Data in this exercise
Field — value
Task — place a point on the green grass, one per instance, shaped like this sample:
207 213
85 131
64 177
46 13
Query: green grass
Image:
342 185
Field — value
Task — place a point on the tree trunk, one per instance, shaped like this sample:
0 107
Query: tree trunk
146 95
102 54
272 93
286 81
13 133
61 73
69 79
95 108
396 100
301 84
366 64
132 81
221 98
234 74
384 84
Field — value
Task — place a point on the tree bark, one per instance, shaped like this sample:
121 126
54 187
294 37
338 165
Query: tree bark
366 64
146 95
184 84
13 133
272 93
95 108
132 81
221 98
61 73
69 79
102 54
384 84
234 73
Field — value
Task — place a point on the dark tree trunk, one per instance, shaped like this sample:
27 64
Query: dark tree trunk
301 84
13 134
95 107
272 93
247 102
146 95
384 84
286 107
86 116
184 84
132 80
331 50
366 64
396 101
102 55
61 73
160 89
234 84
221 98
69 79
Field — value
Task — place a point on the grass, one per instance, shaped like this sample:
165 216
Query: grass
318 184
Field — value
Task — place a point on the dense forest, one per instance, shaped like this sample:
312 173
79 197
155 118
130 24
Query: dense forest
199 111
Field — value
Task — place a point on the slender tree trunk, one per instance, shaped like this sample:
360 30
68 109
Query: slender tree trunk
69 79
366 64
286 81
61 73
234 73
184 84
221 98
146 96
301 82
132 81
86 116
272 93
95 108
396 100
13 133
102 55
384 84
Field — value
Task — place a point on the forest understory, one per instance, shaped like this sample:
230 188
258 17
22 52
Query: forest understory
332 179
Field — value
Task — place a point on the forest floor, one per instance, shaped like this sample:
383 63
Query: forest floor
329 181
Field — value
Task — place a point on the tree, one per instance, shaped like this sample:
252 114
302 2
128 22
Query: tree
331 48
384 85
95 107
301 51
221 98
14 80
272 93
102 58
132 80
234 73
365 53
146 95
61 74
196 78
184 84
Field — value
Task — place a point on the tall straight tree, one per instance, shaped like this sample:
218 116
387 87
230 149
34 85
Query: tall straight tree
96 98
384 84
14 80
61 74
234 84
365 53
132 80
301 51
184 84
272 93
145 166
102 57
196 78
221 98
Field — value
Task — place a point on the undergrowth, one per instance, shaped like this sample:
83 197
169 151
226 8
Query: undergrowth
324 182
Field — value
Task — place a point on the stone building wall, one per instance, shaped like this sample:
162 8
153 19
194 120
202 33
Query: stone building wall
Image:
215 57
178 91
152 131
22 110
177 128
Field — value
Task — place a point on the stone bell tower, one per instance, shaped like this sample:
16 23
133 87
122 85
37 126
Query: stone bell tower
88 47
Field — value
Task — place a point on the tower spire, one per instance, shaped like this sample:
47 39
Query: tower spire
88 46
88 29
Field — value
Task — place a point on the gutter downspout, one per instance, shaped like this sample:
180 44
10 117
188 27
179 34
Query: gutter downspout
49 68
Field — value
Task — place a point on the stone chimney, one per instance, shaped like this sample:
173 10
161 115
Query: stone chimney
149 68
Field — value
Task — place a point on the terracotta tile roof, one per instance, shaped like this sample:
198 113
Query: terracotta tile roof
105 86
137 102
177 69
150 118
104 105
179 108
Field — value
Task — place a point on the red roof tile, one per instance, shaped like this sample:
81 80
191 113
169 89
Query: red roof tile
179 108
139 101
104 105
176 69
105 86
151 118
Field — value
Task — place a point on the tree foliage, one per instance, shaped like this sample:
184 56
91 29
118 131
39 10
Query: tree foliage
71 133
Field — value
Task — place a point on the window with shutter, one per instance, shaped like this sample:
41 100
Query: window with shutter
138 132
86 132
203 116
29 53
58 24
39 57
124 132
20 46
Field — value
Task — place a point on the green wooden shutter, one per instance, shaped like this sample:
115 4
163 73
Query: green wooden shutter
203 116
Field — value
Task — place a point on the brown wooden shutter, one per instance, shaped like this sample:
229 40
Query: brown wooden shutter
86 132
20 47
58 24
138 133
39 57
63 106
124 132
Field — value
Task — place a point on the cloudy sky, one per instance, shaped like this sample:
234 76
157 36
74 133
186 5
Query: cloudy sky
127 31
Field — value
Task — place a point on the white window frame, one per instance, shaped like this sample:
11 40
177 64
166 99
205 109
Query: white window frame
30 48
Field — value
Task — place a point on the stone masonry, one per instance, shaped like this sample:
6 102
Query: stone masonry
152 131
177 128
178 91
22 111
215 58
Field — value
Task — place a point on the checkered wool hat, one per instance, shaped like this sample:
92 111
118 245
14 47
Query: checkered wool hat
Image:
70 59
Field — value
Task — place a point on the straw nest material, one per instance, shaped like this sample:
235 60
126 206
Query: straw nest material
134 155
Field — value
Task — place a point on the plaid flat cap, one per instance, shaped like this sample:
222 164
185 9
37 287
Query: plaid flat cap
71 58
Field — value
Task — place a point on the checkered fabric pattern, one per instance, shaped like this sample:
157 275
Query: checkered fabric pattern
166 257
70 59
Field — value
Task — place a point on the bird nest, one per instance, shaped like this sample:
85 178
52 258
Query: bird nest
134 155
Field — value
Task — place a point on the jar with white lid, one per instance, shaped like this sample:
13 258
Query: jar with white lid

Problem details
Return the material exactly as it was provided.

Task response
Field — value
Task — place a point on the green grass, one per instance, shaped like this sample:
207 213
85 131
64 177
46 13
Query: green grass
Image:
342 185
Field — value
Task — place a point on the tree trunk, one per instance, shaped like this sample:
0 107
Query: tree trunk
146 95
102 54
272 93
286 81
13 133
61 73
69 79
95 108
396 100
301 84
366 64
132 81
221 98
234 74
384 84
Field — value
Task — place a point on the tree bark, one per instance, shaped like this sample:
121 126
54 187
294 37
338 165
Query: tree bark
366 64
146 95
184 84
13 133
272 93
95 108
132 81
221 98
61 73
69 79
102 54
384 84
234 73
Field — value
Task — place a point on the dark tree trunk, one per instance, shaped like this sample:
27 64
Query: dark tree trunk
301 84
13 134
95 107
272 93
247 102
146 95
384 84
286 107
86 116
184 84
132 80
331 50
366 64
396 101
102 55
61 73
160 89
234 84
221 98
69 79
Field — value
Task — place a point on the grass, one per instance, shaped like this sample:
165 216
Query: grass
318 184
Field — value
Task — place a point on the dense forest, one per instance, shaped like this sample:
312 173
79 197
155 118
130 24
Query: dense forest
199 111
Field — value
Task — place a point on the slender tree trunk, one per instance, shaped like this sample:
360 30
68 109
Query: slender tree trunk
69 79
366 64
286 81
61 73
234 73
184 84
221 98
146 96
301 82
132 81
86 116
272 93
95 108
396 100
13 133
102 55
384 84
Field — value
Task — place a point on the forest understory, one per instance, shaped like this sample:
230 188
258 17
22 52
Query: forest understory
332 179
Field — value
Task — place a point on the forest floor, one per instance, shaped like this sample:
383 63
Query: forest floor
329 181
Field — value
Task — place a point on the tree, one per instance, shaped like this sample:
252 114
302 2
128 22
Query: tree
331 48
384 85
95 107
301 51
221 98
14 80
272 93
102 58
132 80
234 73
365 53
146 95
61 74
196 78
184 84
Field — value
Task — place a point on the tall straight tree, one per instance, shaped like this sample:
218 116
387 87
230 149
34 85
Query: tall straight tree
96 98
384 84
14 80
61 74
234 84
365 53
132 80
301 51
184 84
272 93
145 166
102 57
196 78
221 98
Field — value
Task — place a point on the undergrowth, one per instance, shaped like this sample:
83 197
169 151
226 8
Query: undergrowth
324 182
Field — value
Task — place a point on the stone building wall, one per instance, shaped like this sample:
162 8
153 19
194 120
202 33
Query: stone building wall
Image:
215 57
178 91
152 131
22 110
177 128
Field — value
Task — place a point on the stone bell tower, one per instance, shaped like this sample:
16 23
133 87
122 85
37 126
Query: stone bell tower
88 47
Field — value
Task — place a point on the tower spire, one per instance, shaped like this sample:
47 39
Query: tower spire
88 46
88 29
Field — value
Task — place a point on the gutter downspout, one per instance, shaped like this sample:
180 44
10 117
188 27
179 34
Query: gutter downspout
49 68
Field — value
Task — place a point on the stone chimney, one per instance, shaped like this sample:
173 10
161 115
Query: stone chimney
149 68
Field — value
Task — place a point on the terracotta tile roof, one per instance, shaped like this sample:
198 113
Query: terracotta tile roof
105 86
137 102
177 69
150 118
104 105
179 108
Field — value
Task — place a point on the red roof tile, one per instance, shaped like this sample:
81 80
191 113
169 89
Query: red roof tile
179 108
139 101
104 105
176 69
105 86
151 118
Field — value
Task — place a point on the tree foliage, one per instance, shaped like this sample:
184 56
91 29
118 131
39 10
Query: tree foliage
71 133
Field — value
Task — place a point on the window with shutter, one per instance, shaped like this sample:
41 100
Query: window with shutter
138 132
86 132
203 116
29 53
58 24
39 57
124 132
20 46
Field — value
Task — place a point on the green wooden shutter, one per instance, shaped like this sample:
115 4
163 73
Query: green wooden shutter
203 116
Field — value
Task — place a point on the brown wooden shutter, one per instance, shaped like this sample:
229 40
Query: brown wooden shutter
86 132
20 47
58 24
138 133
39 57
63 106
124 132
Field — value
Task — place a point on the cloudy sky, one per instance, shaped like this sample:
234 76
157 36
74 133
186 5
Query: cloudy sky
127 31
Field — value
Task — place a point on the white window frame, one per instance, shaped like this sample:
11 40
177 64
166 99
205 109
Query: white window frame
30 48
Field — value
Task — place a point on the stone masonry, one per instance, shaped like this sample:
6 102
Query: stone masonry
152 131
177 128
178 91
22 111
215 58
Field — value
Task — place a point on the checkered wool hat, one per instance, shaped like this sample:
92 111
118 245
14 47
Query: checkered wool hat
Image:
70 59
Field — value
Task — place a point on the straw nest material, one per instance, shaped like this sample:
235 60
126 206
Query: straw nest material
134 155
Field — value
Task — place a point on the plaid flat cap, one per instance, shaped like this sample:
222 164
185 9
37 287
Query: plaid flat cap
71 58
Field — value
Task — place a point on the checkered fabric pattern, one per instance, shaped like this sample:
157 275
Query: checkered fabric pattern
166 257
70 59
Field — value
Task — place a point on the bird nest, one per instance, shaped like this sample:
85 178
52 258
Query: bird nest
134 155
Field — value
Task — place a point on the jar with white lid, one per instance, shaped like this sample:
13 258
Query: jar with white lid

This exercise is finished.